The church was designed, and its construction managed, by Rev. David Clement Scott, who had no formal architectural training. Labour was provided by local men without previous experience in this type of construction. All the bricks used were made on-site from local clay and fired in wood-fuelled kilns. It is estimated that eighty-one different forms of bricks were used in the building. The most common bricks are 12 by 6 by 3 inches, laid up in English bond.

Scott made no detailed drawings before construction began. Instead, each detail was tested with dry bricks before final assembly. The dimensions are approximately 106 feet long, 30 feet wide from aisle wall to aisle wall, and 37 feet high to the crest of the roof. Scott described his plan thus:
The form was a Latin cross with very short transepts, (10 feet outside measurement). A short choir, (12 feet outside measurement), and a semi-circular apse of 8 feet radius. The aim was to make a comely Presbyterian place of worship.

* * *

TASK BRIEF:
According to the passage on the church's construction, how many different forms of bricks are estimated to have been used in the building? The entries have nothing to do with this passage.

DATA UNDER STUDY:
* * *

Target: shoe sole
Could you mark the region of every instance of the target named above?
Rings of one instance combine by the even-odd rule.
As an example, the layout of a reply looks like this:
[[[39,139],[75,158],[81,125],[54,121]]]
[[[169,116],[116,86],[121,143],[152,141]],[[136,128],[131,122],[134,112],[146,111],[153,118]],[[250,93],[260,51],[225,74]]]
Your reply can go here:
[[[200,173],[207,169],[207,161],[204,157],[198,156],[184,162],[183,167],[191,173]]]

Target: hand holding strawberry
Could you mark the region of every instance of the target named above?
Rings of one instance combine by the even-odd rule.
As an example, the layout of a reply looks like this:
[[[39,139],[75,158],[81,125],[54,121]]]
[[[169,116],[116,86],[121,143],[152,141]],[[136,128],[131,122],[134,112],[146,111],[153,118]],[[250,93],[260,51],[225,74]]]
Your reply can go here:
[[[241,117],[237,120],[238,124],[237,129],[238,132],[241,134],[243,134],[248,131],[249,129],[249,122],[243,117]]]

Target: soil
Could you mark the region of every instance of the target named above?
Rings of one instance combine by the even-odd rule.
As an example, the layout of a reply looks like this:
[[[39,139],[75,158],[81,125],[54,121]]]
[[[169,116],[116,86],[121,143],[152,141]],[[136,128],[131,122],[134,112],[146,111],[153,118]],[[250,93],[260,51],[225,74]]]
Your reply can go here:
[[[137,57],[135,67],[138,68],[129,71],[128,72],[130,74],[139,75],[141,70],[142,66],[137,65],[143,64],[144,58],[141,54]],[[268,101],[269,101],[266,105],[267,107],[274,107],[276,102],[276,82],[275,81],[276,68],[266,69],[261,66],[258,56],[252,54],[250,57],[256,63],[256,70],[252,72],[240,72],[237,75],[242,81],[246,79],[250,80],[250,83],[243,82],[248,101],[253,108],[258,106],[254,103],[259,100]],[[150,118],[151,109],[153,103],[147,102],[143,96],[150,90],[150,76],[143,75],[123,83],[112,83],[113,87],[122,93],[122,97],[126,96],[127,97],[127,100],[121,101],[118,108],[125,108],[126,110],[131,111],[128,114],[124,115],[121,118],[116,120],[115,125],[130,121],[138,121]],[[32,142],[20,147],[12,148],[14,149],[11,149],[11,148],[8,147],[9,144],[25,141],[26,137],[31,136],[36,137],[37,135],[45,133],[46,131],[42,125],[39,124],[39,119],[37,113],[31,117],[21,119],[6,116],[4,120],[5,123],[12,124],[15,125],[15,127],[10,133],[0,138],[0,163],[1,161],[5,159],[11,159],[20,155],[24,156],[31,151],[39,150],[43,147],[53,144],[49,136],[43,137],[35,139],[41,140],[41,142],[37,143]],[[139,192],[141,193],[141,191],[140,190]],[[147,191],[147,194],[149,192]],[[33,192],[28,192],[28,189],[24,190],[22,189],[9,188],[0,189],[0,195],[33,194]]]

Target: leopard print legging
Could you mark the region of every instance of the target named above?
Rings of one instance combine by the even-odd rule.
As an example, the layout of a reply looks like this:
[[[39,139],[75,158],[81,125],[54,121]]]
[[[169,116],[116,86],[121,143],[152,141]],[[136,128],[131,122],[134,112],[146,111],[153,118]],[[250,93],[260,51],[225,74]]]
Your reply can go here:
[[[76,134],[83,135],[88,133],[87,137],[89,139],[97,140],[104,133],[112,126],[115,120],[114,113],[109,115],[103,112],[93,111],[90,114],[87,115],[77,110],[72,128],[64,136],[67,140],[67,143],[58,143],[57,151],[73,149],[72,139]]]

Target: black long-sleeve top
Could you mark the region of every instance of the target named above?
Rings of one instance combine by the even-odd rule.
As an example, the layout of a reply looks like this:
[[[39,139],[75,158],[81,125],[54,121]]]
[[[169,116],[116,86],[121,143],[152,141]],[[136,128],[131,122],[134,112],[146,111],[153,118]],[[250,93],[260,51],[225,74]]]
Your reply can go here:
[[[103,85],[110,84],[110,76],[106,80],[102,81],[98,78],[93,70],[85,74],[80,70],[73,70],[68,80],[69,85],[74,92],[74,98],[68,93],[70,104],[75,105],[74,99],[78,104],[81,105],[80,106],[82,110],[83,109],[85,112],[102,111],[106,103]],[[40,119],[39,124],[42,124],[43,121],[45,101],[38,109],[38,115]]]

* * *

EXERCISE RESPONSE:
Eighty-one.